* BEGIN TASK DATA *

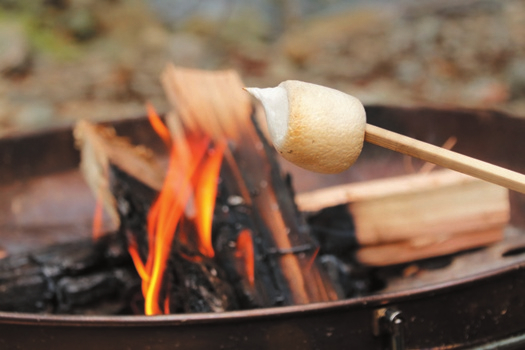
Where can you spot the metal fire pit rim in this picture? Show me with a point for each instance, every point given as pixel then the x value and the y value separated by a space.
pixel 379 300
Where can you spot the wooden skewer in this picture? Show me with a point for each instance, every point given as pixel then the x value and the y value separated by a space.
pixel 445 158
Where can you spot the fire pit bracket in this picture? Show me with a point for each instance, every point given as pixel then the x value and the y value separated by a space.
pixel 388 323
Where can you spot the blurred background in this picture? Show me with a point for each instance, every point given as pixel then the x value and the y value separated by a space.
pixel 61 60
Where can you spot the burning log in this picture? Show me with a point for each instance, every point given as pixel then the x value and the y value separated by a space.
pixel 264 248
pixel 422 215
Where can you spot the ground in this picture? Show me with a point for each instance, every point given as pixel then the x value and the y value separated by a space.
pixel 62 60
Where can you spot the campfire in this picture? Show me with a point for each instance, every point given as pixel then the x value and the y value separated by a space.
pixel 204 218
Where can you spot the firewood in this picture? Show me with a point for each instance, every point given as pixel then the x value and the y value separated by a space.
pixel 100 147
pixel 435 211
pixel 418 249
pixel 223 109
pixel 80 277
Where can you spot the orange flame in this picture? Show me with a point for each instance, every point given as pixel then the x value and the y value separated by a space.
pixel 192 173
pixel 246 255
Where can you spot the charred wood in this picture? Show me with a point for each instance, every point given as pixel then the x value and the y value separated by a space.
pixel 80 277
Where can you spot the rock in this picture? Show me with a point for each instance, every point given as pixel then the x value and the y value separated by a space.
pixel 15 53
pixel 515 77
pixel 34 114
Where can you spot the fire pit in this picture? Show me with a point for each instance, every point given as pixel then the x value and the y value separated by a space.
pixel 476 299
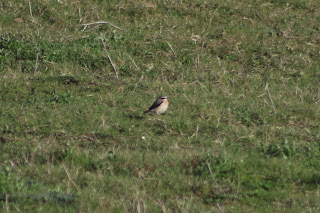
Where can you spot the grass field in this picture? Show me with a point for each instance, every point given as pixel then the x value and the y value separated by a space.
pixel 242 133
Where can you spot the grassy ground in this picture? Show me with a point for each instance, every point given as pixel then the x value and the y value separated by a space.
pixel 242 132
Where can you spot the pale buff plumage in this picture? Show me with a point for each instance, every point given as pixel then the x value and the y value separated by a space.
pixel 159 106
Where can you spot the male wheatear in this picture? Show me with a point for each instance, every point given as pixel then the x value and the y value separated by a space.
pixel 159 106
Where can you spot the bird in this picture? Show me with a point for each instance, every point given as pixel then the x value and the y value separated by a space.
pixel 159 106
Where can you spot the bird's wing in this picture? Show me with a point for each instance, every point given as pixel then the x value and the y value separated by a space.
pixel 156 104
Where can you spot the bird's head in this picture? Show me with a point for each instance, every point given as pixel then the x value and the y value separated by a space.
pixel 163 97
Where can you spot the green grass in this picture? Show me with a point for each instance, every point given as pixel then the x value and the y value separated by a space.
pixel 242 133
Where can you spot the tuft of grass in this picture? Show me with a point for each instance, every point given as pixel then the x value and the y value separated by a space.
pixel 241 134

* END TASK DATA *
* BEGIN TASK DATA *

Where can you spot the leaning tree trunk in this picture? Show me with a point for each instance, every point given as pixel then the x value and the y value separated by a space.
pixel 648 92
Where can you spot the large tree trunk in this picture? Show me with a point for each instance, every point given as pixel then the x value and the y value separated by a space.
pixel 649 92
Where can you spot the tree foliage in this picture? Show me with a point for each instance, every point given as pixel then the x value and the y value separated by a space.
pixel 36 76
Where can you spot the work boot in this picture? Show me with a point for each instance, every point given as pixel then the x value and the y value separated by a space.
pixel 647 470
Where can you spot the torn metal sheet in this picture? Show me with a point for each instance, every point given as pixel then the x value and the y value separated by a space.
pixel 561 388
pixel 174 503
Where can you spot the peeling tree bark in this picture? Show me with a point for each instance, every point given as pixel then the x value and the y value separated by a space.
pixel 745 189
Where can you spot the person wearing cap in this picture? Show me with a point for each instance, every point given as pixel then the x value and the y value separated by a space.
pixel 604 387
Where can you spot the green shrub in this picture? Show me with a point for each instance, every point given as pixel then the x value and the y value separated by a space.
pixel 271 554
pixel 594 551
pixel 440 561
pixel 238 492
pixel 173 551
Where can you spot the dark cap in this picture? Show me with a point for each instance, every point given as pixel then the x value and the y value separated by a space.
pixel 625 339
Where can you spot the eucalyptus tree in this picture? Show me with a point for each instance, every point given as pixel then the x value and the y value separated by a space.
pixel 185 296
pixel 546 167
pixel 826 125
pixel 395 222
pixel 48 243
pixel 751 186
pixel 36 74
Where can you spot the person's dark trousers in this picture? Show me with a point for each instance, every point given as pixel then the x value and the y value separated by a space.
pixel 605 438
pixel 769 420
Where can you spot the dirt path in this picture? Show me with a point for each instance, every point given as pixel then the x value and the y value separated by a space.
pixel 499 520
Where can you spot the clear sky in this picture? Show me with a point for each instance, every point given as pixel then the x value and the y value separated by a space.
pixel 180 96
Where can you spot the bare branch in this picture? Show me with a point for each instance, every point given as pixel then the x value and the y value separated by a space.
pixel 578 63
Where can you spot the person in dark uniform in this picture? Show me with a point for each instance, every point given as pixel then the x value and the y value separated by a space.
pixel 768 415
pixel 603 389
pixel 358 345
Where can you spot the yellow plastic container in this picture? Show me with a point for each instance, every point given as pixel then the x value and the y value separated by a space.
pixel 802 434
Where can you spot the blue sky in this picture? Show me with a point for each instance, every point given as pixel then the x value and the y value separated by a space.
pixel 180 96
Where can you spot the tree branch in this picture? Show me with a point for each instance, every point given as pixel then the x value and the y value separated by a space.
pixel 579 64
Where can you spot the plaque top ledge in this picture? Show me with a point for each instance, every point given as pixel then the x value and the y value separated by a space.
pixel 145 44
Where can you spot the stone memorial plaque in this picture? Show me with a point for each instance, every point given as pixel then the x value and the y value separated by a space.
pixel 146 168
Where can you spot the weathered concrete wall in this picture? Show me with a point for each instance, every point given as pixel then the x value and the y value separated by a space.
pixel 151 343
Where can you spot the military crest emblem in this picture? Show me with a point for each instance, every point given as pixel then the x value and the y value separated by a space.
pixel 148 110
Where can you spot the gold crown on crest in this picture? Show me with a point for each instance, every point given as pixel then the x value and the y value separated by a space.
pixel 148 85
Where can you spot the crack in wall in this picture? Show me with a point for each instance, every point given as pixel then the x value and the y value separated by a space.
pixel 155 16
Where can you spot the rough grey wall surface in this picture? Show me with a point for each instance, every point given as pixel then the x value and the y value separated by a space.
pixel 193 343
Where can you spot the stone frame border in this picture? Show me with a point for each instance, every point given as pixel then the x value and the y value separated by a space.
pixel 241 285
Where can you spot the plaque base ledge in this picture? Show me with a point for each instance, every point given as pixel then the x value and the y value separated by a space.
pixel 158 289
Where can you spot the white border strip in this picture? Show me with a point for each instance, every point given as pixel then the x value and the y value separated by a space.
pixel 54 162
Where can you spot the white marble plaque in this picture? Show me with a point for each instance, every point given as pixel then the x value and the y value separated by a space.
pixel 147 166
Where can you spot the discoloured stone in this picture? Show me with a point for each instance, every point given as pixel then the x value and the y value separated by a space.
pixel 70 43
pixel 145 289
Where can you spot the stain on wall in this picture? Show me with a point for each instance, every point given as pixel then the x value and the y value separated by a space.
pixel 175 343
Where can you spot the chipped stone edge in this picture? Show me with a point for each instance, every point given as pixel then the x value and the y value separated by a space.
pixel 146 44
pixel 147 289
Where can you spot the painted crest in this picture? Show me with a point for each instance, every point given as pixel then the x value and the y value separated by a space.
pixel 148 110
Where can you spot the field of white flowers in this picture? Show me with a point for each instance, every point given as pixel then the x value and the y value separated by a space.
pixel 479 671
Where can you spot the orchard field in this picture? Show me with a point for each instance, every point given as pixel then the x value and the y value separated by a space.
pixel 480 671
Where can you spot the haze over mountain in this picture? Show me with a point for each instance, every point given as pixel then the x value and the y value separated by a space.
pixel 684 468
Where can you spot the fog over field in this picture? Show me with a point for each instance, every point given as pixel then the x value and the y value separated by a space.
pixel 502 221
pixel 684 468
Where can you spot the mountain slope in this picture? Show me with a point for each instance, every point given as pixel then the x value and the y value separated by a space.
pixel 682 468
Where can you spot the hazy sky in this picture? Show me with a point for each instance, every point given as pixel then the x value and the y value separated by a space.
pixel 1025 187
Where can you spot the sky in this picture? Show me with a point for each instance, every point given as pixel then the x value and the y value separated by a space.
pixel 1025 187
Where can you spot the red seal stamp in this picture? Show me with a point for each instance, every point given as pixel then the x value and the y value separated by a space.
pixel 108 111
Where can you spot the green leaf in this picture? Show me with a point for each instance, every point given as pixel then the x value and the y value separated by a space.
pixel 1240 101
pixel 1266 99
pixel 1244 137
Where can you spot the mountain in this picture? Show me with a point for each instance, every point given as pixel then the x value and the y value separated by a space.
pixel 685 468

* END TASK DATA *
* BEGIN TASK DATA *

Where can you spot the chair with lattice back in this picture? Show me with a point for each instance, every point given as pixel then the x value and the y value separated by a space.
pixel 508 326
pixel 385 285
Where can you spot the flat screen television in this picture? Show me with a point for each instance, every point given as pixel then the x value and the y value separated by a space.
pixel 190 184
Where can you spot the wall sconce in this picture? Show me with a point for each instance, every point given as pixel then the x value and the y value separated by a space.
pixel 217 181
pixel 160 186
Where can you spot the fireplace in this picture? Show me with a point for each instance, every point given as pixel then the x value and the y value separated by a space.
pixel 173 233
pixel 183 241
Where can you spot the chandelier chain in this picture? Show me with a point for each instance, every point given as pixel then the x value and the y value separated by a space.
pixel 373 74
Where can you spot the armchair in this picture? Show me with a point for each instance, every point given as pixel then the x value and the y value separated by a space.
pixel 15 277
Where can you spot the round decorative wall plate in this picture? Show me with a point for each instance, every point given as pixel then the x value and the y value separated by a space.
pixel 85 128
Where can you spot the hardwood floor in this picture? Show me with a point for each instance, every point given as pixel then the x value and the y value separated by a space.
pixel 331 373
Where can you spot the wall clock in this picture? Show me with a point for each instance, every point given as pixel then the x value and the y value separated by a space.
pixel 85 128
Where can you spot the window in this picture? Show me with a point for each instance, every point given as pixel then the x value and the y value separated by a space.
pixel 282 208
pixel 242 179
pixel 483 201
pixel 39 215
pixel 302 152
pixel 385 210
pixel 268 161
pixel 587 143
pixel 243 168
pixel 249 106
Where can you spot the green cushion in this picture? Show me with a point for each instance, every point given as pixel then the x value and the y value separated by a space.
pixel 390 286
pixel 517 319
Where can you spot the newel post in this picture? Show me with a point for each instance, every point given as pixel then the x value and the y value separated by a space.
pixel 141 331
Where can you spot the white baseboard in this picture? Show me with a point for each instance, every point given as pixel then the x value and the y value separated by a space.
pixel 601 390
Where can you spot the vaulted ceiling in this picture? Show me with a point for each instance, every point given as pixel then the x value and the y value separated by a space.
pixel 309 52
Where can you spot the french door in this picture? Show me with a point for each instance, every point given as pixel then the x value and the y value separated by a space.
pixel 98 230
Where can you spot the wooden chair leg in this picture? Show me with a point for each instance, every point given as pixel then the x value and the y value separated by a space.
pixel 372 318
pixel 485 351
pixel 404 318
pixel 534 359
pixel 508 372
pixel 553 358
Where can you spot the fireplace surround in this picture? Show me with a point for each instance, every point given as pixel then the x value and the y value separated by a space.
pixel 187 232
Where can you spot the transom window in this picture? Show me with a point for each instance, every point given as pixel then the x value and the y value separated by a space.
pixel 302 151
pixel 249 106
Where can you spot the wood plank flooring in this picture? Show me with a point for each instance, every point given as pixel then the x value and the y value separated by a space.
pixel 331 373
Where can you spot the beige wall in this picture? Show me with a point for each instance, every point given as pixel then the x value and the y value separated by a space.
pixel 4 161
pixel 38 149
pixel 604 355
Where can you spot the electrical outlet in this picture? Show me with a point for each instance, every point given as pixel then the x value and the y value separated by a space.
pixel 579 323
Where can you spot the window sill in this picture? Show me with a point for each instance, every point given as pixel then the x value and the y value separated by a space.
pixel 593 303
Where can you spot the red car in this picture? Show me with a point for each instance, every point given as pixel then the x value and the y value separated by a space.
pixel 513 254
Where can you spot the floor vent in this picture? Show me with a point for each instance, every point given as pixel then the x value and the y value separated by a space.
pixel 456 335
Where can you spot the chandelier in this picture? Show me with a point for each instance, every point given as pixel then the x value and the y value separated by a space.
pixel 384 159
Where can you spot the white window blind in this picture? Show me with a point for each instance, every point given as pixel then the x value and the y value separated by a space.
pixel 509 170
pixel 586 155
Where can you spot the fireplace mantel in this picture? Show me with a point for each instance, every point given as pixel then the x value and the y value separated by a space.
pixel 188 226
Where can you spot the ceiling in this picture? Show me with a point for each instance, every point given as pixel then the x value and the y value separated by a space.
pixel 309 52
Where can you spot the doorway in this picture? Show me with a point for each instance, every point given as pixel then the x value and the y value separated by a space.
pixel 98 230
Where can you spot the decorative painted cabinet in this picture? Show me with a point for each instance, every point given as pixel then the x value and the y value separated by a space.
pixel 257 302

* END TASK DATA *

**WHAT TO PRODUCE:** Copy out everything in the material from the line containing "Where can you spot the wooden chair" down to the line containing "pixel 187 232", word for word and with both of those lines included.

**RESULT OF THIS TASK:**
Where can you spot the wooden chair leg in this picture? Show me with a point for each instance, every point given as pixel then the x value and the y value separated by a space.
pixel 372 318
pixel 485 351
pixel 404 318
pixel 534 359
pixel 508 372
pixel 553 358
Where can you spot the fireplace surround in this picture? Show me with a point for each instance, every point given as pixel then the x value and the y value separated by a space.
pixel 187 232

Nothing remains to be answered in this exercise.